**Set task**
Render every one of these lines as a JSON list of strings, one string per line, skipping any blank lines and omitting the pictures.

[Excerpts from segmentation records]
━━━━━━━━

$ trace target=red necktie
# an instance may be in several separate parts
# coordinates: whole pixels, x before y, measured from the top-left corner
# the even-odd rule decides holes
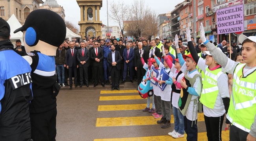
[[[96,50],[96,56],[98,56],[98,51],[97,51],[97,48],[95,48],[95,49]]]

━━━━━━━━

**Task result**
[
  "$ trace target=red necktie",
  "# an instance may be in several separate parts",
  "# coordinates: whole pixels, x before y, measured from the top-left corner",
  "# the even-odd rule decides holes",
  "[[[96,50],[96,56],[98,56],[98,51],[97,51],[97,48],[95,48],[95,49]]]"
]